**Your task**:
Please reproduce the listing below word for word, from its first line through the line that contains "[43, 313, 225, 460]", including both of those lines, and leave the pictures out.

** start Raw records **

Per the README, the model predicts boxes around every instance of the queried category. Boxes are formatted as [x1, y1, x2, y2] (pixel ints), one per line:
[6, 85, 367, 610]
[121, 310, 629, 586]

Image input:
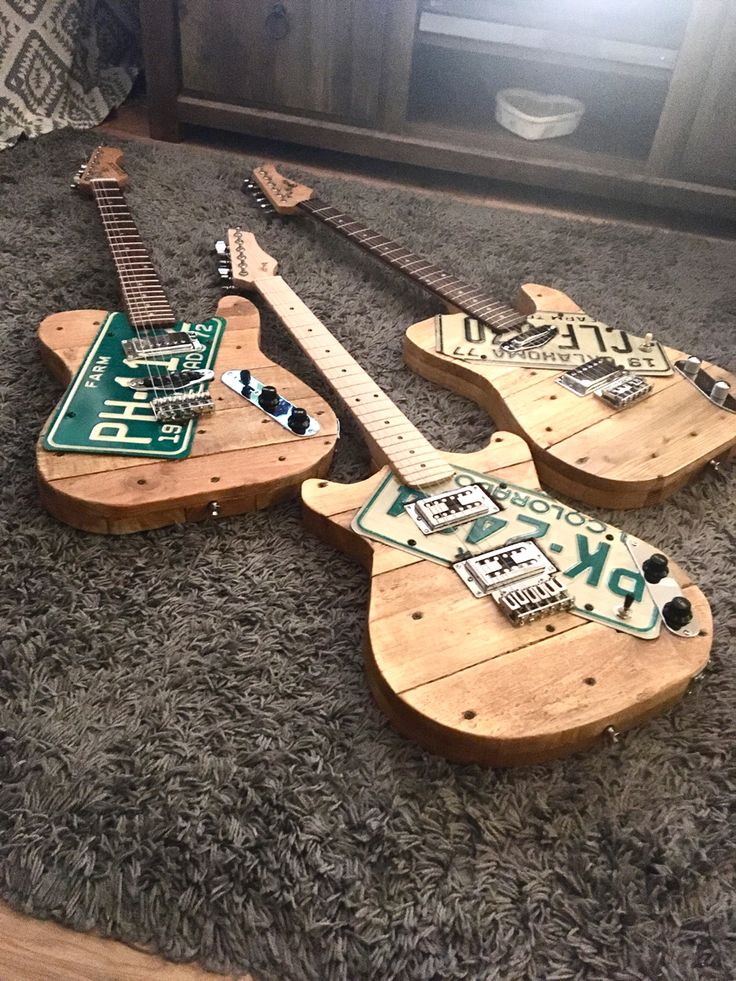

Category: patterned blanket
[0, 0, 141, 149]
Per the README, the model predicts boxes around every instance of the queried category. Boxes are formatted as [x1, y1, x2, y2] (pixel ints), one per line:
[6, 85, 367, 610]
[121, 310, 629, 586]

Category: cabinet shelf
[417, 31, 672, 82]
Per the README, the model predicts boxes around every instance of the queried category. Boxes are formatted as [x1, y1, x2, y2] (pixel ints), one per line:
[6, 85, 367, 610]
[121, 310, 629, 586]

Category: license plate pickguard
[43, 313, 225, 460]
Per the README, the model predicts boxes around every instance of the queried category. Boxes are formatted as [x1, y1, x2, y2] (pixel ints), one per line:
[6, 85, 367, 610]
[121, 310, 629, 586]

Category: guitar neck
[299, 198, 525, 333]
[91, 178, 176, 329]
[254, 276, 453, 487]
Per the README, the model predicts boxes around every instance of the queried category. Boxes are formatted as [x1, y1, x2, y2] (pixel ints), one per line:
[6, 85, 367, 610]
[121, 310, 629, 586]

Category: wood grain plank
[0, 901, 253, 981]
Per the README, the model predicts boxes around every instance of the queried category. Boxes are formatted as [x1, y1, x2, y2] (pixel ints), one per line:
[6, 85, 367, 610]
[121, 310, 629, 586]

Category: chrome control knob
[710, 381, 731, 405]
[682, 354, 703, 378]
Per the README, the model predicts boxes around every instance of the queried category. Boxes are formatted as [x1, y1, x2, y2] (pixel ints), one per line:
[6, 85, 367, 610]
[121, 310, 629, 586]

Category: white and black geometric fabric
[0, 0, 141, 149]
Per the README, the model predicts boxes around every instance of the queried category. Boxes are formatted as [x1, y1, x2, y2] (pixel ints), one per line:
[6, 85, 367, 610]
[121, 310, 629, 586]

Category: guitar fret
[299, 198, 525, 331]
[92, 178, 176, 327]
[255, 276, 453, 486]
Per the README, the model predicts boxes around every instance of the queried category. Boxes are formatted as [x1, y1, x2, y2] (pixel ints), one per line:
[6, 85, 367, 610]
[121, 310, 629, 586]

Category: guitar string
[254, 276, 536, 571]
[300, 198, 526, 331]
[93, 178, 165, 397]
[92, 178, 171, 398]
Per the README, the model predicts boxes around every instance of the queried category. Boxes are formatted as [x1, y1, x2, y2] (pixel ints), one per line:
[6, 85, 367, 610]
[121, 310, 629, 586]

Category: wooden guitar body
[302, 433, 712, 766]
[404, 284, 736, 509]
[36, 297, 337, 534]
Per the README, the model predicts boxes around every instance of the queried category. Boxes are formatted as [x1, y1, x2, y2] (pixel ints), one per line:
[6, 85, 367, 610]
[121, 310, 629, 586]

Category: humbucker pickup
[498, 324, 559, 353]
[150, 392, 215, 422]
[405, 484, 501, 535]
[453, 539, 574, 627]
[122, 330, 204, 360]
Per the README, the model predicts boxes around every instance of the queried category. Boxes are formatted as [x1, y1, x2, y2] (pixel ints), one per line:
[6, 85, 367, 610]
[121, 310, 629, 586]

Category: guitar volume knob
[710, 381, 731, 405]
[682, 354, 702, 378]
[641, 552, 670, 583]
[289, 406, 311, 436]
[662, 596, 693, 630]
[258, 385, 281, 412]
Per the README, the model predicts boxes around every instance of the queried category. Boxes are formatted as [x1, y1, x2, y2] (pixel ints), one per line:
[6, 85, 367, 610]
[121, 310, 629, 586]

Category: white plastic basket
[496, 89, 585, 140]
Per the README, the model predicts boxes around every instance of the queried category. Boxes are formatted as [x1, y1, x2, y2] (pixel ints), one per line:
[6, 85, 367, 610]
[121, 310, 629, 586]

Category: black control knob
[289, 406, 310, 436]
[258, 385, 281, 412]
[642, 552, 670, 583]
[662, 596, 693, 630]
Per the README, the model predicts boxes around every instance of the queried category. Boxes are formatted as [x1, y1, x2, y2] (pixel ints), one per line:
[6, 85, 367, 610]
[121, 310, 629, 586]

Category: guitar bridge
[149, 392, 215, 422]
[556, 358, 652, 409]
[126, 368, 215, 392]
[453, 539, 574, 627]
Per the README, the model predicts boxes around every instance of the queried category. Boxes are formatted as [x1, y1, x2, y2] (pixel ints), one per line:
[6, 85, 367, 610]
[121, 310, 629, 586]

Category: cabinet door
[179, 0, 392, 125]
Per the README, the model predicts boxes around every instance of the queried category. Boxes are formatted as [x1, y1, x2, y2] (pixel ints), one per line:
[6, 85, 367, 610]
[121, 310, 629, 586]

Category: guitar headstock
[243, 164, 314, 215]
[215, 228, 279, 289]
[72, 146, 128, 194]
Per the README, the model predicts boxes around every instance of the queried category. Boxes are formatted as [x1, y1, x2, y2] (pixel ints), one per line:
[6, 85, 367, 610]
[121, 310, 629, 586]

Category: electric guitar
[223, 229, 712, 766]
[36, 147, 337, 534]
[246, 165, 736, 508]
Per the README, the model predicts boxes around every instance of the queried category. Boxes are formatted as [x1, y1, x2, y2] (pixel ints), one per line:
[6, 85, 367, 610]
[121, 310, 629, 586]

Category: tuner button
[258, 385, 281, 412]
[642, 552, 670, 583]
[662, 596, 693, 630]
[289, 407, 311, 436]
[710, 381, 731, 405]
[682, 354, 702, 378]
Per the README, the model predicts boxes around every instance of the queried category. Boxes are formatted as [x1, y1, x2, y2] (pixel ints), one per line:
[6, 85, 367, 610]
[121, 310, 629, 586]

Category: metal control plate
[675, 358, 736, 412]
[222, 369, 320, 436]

** end Raw records **

**Output for this exercise**:
Per the README, the model predicts boxes around every instance of the queried category. Boxes are formatted as [x1, y1, x2, y2] (pixel ints), one per line:
[6, 85, 367, 610]
[121, 310, 629, 586]

Image input:

Category: patterned blanket
[0, 0, 141, 149]
Per the README, the model predicts boxes around every instance of the queried category. Boxes are formatted as [x1, y1, x2, y2] (pixel ints), one per line:
[6, 85, 367, 610]
[121, 310, 629, 586]

Category: cabinet shelf
[417, 31, 672, 82]
Per the README, the model predicts boxes around every instance of the queried category. Boxes are formatted as [x1, y1, x2, y2] (pixel ints), one per line:
[6, 85, 367, 610]
[121, 310, 629, 586]

Category: license plate pickguard
[43, 313, 225, 460]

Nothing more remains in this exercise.